Document segment —
The due date finally arrived, it all seemed so swift like sleeping for ten minutes and later awakening to an infectious feeling of rejuvenation taking over and providing waves of energy and life. I walked to class and spoke to a few of my fellow peers before entering the classroom, they were also excited to see what the teacher had to say. We walked and in unison my peers and I reached into our backpacks and pulled out our papers then stifling to the tray laying our papers one after the other. The teacher was very short on the topic that day all she said was that she would try to have them all done and graded by next week and after that once we received our papers we would commence revisions.

It was Friday afternoon and the winter was crisp and paralyzing, we all shuffled around outside the classroom until she came to open the door. The warmth of the classroom impacted us all like a wave on the rocks, it was heaven. We all quickly sat, she immediately began walking around handing out the papers, however I noticed she was handing them all face down. I felt slightly uneasy upon this discovery, but she finally came and put my paper down on my desk, face down. I took it and to my utter surprise it was covered in red pen markings.

Looking at all the red pen markings was overwhelmingly difficult. I did not read anything they said I simply put my paper away and began to observe. Many of my fellow peers were distraught at the sight of the white and now suddenly red papers. Others were spilling with anger and frustration. The rest I would say were puzzled and very absorbed by their papers taking their time and analyzing their feedback with a look of disbelief in their face. It was after school and I was standing in line to buy football tickets for that night, the line was long so I decided to take a look at the paper and began reading the comments. My paper consisted of various “stupid” “awkward” and simply crossed out sentences and paragraphs with “?” on it. I could not stop looking at the “stupid” comment written on my paper. I guess she was correct when she said that we thought we knew how to write but in reality did not. I was suddenly filled with encouragement, I realized I was able to comprehend the assignments, I was just not able to translate my knowledge on paper. I suppose that disability at the time is something I shared with Malcolm X as he states that he “became increasingly frustrated at not being able to express what I wanted to convey in letters” in “learning to read.

Questions to answer —
A. According to the essay, on what day of the week were the graded papers handed back?
B. Return the stretch of the essay from "The due date" through "would commence revisions.", copied word for word.

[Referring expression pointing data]
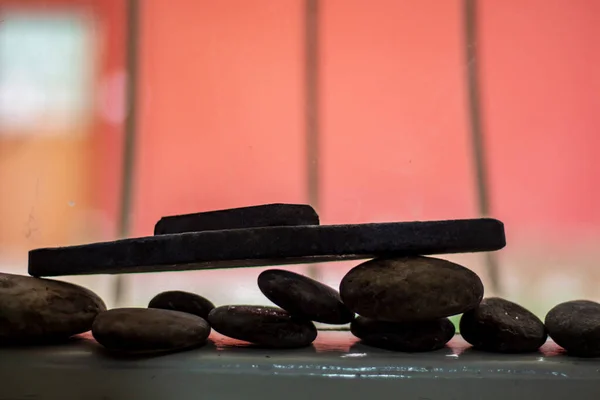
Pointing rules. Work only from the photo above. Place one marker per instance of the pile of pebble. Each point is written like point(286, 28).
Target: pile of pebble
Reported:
point(399, 304)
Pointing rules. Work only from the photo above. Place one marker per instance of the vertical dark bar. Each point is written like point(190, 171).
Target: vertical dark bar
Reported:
point(477, 136)
point(312, 99)
point(311, 82)
point(132, 40)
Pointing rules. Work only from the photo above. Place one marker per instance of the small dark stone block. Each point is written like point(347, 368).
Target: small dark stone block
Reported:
point(277, 245)
point(304, 297)
point(404, 336)
point(143, 330)
point(42, 310)
point(499, 325)
point(237, 218)
point(410, 289)
point(575, 326)
point(264, 326)
point(177, 300)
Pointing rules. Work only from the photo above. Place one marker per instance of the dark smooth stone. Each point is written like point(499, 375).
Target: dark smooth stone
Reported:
point(268, 246)
point(404, 336)
point(177, 300)
point(410, 289)
point(575, 326)
point(149, 330)
point(304, 297)
point(237, 218)
point(42, 310)
point(499, 325)
point(264, 326)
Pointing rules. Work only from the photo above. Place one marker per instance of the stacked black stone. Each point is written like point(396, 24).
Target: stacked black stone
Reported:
point(301, 300)
point(404, 302)
point(403, 298)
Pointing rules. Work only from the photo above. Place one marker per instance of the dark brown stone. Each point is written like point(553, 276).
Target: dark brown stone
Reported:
point(35, 310)
point(499, 325)
point(149, 330)
point(304, 297)
point(404, 336)
point(182, 301)
point(264, 326)
point(575, 326)
point(410, 289)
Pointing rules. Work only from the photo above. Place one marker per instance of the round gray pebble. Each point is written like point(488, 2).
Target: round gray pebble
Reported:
point(264, 326)
point(575, 326)
point(39, 310)
point(410, 289)
point(499, 325)
point(149, 330)
point(304, 297)
point(177, 300)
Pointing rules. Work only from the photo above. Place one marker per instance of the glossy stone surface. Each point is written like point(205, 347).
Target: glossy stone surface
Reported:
point(407, 337)
point(575, 325)
point(336, 364)
point(39, 310)
point(268, 246)
point(177, 300)
point(149, 330)
point(263, 326)
point(410, 289)
point(304, 297)
point(502, 326)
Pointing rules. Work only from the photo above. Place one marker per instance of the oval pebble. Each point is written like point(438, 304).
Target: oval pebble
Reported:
point(264, 326)
point(404, 336)
point(304, 297)
point(38, 310)
point(177, 300)
point(575, 326)
point(149, 330)
point(499, 325)
point(410, 289)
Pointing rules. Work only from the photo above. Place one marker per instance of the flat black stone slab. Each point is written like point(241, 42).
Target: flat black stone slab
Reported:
point(268, 246)
point(238, 218)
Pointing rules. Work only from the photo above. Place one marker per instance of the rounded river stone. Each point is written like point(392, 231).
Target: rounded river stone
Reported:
point(176, 300)
point(264, 326)
point(404, 336)
point(304, 297)
point(149, 330)
point(575, 326)
point(39, 310)
point(499, 325)
point(410, 289)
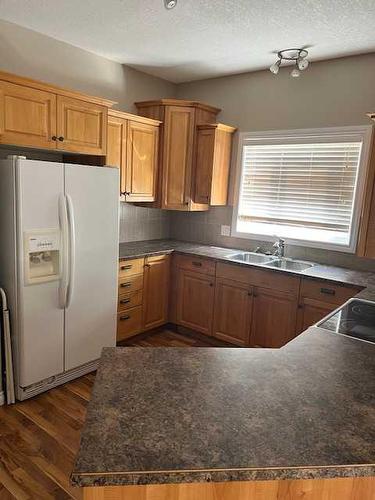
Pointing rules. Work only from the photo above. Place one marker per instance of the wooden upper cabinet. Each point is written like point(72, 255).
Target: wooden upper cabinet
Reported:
point(178, 155)
point(116, 146)
point(156, 291)
point(211, 169)
point(366, 239)
point(133, 143)
point(81, 126)
point(45, 116)
point(195, 154)
point(142, 161)
point(232, 311)
point(274, 318)
point(27, 116)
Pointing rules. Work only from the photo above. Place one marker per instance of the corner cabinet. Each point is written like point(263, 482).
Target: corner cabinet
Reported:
point(233, 311)
point(189, 167)
point(212, 162)
point(133, 148)
point(81, 126)
point(156, 291)
point(39, 115)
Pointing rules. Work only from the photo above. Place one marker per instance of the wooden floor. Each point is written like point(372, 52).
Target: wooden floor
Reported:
point(39, 438)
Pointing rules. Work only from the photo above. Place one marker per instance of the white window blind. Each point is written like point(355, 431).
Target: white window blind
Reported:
point(299, 190)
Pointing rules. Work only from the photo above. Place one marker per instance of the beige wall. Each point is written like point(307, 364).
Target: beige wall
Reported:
point(330, 93)
point(34, 55)
point(27, 53)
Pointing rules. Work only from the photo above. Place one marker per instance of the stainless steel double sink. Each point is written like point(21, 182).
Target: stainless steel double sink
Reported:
point(271, 261)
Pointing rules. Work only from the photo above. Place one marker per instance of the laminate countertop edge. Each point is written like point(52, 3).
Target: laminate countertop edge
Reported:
point(333, 274)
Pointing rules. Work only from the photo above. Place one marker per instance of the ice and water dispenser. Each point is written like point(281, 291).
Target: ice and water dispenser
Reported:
point(42, 256)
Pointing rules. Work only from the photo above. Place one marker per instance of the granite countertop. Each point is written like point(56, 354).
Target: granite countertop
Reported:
point(172, 415)
point(343, 275)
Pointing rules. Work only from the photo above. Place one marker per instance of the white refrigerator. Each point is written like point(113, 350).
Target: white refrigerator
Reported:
point(58, 266)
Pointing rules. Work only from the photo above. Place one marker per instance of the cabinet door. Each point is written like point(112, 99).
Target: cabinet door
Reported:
point(27, 116)
point(232, 311)
point(311, 311)
point(81, 126)
point(177, 157)
point(156, 291)
point(204, 164)
point(195, 301)
point(142, 161)
point(116, 147)
point(274, 318)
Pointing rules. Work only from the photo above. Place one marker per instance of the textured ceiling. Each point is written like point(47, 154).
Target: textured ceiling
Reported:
point(201, 39)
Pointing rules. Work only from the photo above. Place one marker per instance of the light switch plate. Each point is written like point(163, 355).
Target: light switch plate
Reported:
point(225, 230)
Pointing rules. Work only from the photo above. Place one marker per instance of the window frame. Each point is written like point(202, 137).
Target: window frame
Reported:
point(327, 134)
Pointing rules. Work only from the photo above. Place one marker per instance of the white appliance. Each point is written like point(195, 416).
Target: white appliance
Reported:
point(58, 266)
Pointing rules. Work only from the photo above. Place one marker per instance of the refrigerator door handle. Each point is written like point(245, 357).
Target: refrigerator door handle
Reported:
point(72, 248)
point(63, 216)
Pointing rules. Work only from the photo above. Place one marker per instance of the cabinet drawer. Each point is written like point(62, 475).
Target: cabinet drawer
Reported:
point(130, 267)
point(129, 322)
point(203, 266)
point(129, 300)
point(258, 277)
point(327, 292)
point(129, 284)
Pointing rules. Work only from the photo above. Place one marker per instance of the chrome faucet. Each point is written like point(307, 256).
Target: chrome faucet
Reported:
point(280, 248)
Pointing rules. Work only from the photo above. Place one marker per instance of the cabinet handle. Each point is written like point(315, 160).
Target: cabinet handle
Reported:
point(126, 268)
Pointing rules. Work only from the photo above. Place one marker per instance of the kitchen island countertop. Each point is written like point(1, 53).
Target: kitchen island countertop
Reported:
point(184, 415)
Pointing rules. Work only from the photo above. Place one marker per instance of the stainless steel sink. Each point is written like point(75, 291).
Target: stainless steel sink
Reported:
point(252, 258)
point(290, 265)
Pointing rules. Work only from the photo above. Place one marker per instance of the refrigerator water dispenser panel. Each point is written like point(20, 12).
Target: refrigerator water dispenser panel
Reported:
point(42, 256)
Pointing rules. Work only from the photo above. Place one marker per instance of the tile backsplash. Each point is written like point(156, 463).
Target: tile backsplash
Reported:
point(139, 223)
point(205, 227)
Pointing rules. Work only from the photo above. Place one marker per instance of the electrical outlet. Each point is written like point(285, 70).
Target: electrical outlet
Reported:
point(225, 230)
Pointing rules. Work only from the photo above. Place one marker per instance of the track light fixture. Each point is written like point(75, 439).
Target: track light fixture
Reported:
point(298, 56)
point(169, 4)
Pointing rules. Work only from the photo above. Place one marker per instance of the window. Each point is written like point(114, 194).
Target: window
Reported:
point(304, 186)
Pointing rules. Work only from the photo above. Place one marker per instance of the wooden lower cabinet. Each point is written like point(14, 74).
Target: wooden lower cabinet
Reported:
point(156, 291)
point(232, 311)
point(195, 301)
point(274, 318)
point(318, 298)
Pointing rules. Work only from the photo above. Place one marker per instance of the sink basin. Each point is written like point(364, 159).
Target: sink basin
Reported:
point(252, 258)
point(290, 265)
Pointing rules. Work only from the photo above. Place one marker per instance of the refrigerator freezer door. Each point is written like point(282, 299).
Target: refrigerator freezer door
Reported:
point(41, 321)
point(90, 315)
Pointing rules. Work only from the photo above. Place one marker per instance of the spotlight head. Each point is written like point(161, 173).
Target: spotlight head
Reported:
point(302, 63)
point(295, 73)
point(170, 4)
point(275, 67)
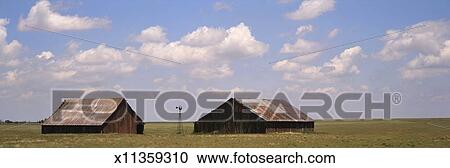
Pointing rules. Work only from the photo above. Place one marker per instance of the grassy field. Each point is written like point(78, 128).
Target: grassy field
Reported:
point(376, 133)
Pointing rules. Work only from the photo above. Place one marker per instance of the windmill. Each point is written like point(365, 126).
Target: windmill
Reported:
point(180, 125)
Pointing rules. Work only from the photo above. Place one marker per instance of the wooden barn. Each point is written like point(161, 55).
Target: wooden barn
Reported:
point(94, 116)
point(254, 116)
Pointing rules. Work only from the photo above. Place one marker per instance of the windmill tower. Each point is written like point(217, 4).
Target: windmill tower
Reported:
point(180, 124)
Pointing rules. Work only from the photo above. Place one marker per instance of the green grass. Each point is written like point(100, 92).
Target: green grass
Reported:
point(375, 133)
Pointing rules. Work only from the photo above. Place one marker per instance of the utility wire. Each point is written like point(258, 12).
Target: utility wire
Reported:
point(98, 43)
point(349, 43)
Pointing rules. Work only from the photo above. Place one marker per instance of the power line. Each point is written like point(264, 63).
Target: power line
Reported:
point(349, 43)
point(98, 43)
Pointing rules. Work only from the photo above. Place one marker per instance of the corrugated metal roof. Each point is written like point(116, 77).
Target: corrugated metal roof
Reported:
point(84, 112)
point(274, 110)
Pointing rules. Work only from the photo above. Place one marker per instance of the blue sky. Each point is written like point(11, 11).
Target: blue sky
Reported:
point(231, 50)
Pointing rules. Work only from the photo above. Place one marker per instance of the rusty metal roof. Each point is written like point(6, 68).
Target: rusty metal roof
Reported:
point(274, 110)
point(83, 112)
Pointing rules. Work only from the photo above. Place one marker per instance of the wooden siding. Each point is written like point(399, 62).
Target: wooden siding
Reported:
point(235, 117)
point(122, 120)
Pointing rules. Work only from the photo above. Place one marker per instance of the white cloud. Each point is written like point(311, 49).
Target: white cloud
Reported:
point(302, 30)
point(333, 33)
point(284, 1)
point(152, 34)
point(340, 66)
point(427, 39)
point(204, 36)
point(43, 15)
point(285, 65)
point(221, 6)
point(99, 55)
point(301, 47)
point(207, 45)
point(429, 42)
point(45, 55)
point(8, 51)
point(310, 9)
point(212, 72)
point(425, 66)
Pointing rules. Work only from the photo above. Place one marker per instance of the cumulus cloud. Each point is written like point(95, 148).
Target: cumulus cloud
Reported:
point(207, 45)
point(427, 39)
point(152, 34)
point(204, 36)
point(45, 55)
point(425, 66)
point(8, 51)
point(284, 1)
point(43, 15)
point(100, 54)
point(300, 47)
point(310, 9)
point(286, 65)
point(333, 33)
point(340, 66)
point(212, 72)
point(428, 43)
point(302, 30)
point(221, 6)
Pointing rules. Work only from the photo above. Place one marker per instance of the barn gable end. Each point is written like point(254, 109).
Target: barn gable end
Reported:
point(93, 116)
point(254, 116)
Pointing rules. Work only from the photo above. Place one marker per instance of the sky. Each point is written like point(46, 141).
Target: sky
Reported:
point(226, 45)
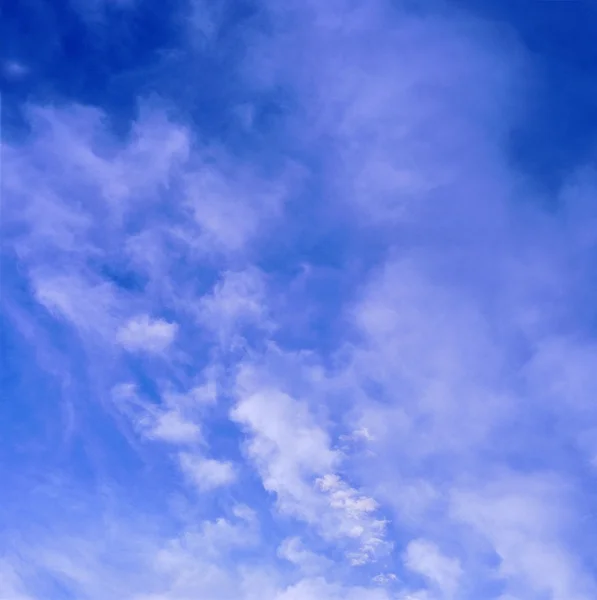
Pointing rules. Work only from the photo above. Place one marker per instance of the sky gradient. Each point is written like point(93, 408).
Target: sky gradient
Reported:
point(298, 300)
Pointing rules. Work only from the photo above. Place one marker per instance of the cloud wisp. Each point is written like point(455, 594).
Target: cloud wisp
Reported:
point(327, 340)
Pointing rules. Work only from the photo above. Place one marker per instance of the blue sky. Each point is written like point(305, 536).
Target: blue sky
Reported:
point(298, 300)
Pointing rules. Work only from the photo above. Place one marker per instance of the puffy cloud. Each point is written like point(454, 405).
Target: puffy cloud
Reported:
point(206, 473)
point(144, 334)
point(429, 437)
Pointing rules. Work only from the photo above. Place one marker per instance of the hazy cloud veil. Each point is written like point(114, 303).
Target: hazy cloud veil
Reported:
point(296, 303)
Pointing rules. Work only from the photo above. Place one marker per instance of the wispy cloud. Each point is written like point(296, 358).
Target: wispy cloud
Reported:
point(427, 435)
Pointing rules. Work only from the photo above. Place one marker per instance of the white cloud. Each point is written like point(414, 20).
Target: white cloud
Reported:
point(207, 474)
point(294, 550)
point(296, 461)
point(144, 334)
point(172, 427)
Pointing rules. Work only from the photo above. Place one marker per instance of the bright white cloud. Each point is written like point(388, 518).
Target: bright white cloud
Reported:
point(144, 334)
point(414, 423)
point(207, 474)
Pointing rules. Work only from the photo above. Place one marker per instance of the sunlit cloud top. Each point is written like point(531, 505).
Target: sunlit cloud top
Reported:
point(298, 301)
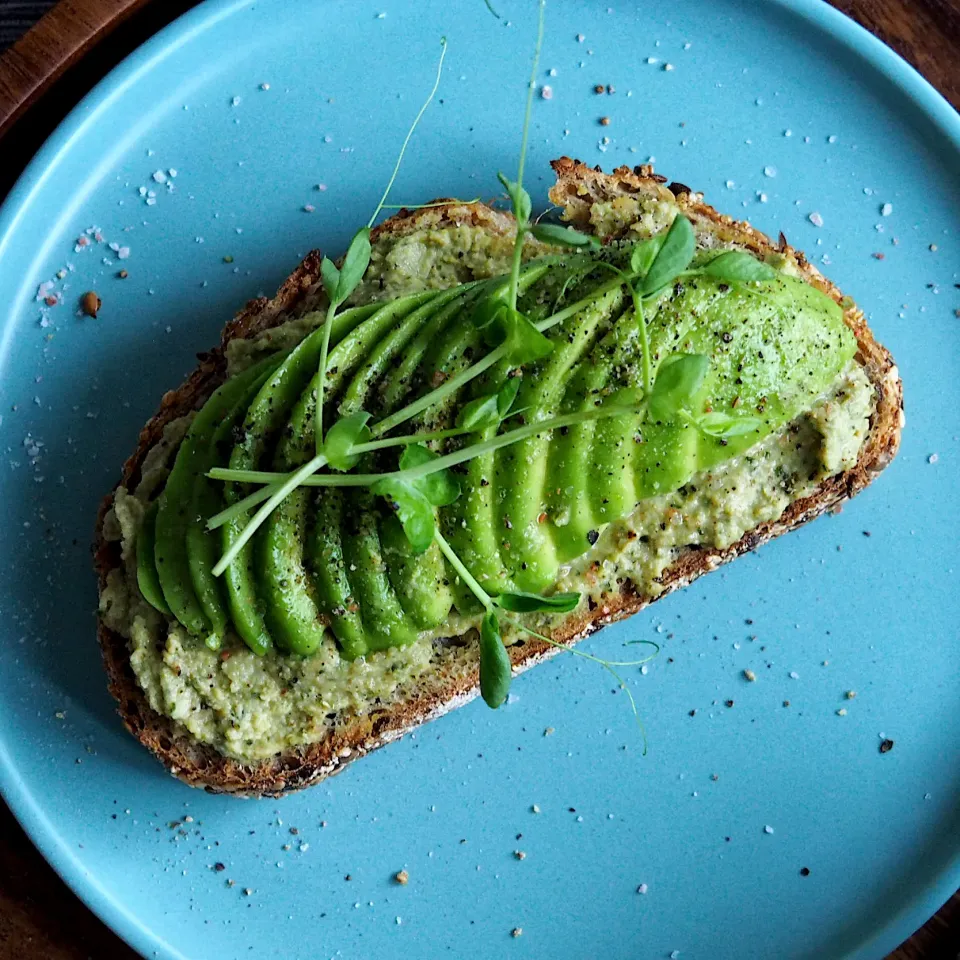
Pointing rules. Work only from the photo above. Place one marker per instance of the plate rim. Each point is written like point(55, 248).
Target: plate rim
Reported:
point(31, 816)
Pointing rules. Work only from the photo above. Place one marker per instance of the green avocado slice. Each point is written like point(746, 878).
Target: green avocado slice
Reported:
point(294, 600)
point(367, 568)
point(202, 545)
point(272, 566)
point(265, 418)
point(773, 352)
point(384, 620)
point(176, 510)
point(528, 548)
point(148, 580)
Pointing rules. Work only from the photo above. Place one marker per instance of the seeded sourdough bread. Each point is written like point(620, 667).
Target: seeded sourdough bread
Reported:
point(578, 187)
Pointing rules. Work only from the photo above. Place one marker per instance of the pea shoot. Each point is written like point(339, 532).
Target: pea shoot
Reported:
point(424, 482)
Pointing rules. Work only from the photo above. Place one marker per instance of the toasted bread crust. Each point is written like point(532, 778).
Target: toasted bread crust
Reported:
point(200, 765)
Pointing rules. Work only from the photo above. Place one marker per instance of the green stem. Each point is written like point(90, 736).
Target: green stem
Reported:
point(484, 364)
point(644, 341)
point(311, 479)
point(435, 396)
point(515, 265)
point(406, 140)
point(627, 280)
point(464, 573)
point(579, 305)
point(321, 379)
point(240, 507)
point(530, 89)
point(607, 665)
point(292, 482)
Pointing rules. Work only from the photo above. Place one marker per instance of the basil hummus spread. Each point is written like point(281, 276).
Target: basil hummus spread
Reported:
point(580, 509)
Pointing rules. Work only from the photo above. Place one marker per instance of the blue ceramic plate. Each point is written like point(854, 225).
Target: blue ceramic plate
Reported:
point(258, 131)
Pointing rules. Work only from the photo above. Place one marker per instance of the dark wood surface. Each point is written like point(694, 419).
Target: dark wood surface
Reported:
point(39, 918)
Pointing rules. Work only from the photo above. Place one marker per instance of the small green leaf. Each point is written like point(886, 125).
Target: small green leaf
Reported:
point(489, 409)
point(673, 257)
point(331, 278)
point(414, 511)
point(524, 342)
point(355, 264)
point(506, 396)
point(562, 236)
point(644, 253)
point(736, 266)
point(440, 488)
point(519, 199)
point(495, 670)
point(500, 324)
point(520, 602)
point(414, 500)
point(679, 378)
point(479, 414)
point(342, 437)
point(721, 425)
point(486, 313)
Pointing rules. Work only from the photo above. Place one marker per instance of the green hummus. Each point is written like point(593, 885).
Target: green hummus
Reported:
point(251, 707)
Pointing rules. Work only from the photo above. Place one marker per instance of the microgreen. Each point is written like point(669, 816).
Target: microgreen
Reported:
point(737, 266)
point(519, 198)
point(340, 283)
point(522, 341)
point(722, 425)
point(413, 127)
point(342, 437)
point(520, 602)
point(312, 479)
point(672, 258)
point(285, 485)
point(680, 376)
point(414, 498)
point(558, 235)
point(489, 409)
point(607, 665)
point(495, 668)
point(520, 201)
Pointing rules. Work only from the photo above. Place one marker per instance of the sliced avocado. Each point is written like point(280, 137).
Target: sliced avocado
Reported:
point(326, 564)
point(421, 583)
point(528, 547)
point(177, 512)
point(290, 600)
point(266, 417)
point(366, 569)
point(384, 621)
point(569, 505)
point(147, 578)
point(229, 404)
point(773, 351)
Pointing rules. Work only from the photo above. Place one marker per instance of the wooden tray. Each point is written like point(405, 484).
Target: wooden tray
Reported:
point(42, 76)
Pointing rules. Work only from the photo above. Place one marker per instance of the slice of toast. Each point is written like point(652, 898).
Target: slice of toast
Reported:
point(577, 187)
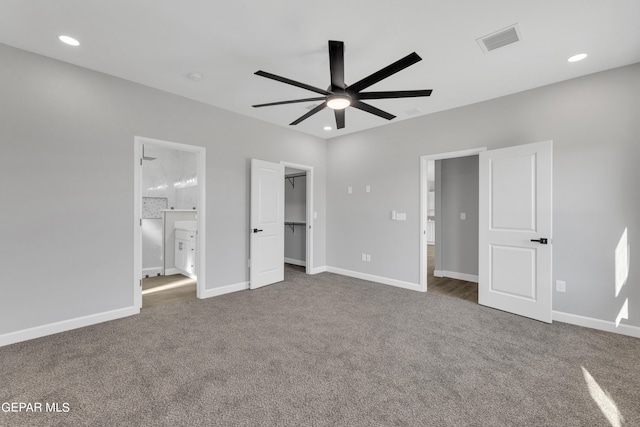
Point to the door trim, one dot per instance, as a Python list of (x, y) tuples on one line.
[(424, 209), (137, 213), (309, 229)]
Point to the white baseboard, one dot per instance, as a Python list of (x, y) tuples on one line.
[(602, 325), (215, 292), (318, 270), (373, 278), (456, 275), (295, 262), (65, 325), (151, 271)]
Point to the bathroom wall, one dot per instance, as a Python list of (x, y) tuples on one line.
[(172, 174)]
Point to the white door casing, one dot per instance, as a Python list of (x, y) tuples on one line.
[(267, 224), (515, 209)]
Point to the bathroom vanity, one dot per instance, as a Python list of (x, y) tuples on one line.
[(186, 235)]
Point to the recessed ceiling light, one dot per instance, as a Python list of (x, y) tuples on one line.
[(69, 40), (578, 57), (196, 77)]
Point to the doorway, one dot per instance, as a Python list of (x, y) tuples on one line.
[(268, 222), (514, 230), (299, 215), (169, 213), (431, 217)]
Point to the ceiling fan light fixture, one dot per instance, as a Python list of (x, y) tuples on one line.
[(338, 102)]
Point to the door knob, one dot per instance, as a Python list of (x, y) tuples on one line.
[(541, 240)]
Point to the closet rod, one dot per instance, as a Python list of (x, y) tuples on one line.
[(292, 178)]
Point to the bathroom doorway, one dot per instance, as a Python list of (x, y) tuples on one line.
[(169, 242)]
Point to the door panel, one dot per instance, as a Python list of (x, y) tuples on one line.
[(267, 223), (515, 208)]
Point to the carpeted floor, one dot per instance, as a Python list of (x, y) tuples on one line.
[(325, 350)]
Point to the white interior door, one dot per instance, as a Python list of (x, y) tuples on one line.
[(267, 223), (515, 230)]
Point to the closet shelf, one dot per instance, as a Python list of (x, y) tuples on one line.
[(292, 224)]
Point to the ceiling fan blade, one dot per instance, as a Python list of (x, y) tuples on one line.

Results of the exercise —
A. On a Friday afternoon.

B.
The due date finally arrived, it all seemed so swift like sleeping for ten minutes and later awakening to an infectious feeling of rejuvenation taking over and providing waves of energy and life. I walked to class and spoke to a few of my fellow peers before entering the classroom, they were also excited to see what the teacher had to say. We walked and in unison my peers and I reached into our backpacks and pulled out our papers then stifling to the tray laying our papers one after the other. The teacher was very short on the topic that day all she said was that she would try to have them all done and graded by next week and after that once we received our papers we would commence revisions.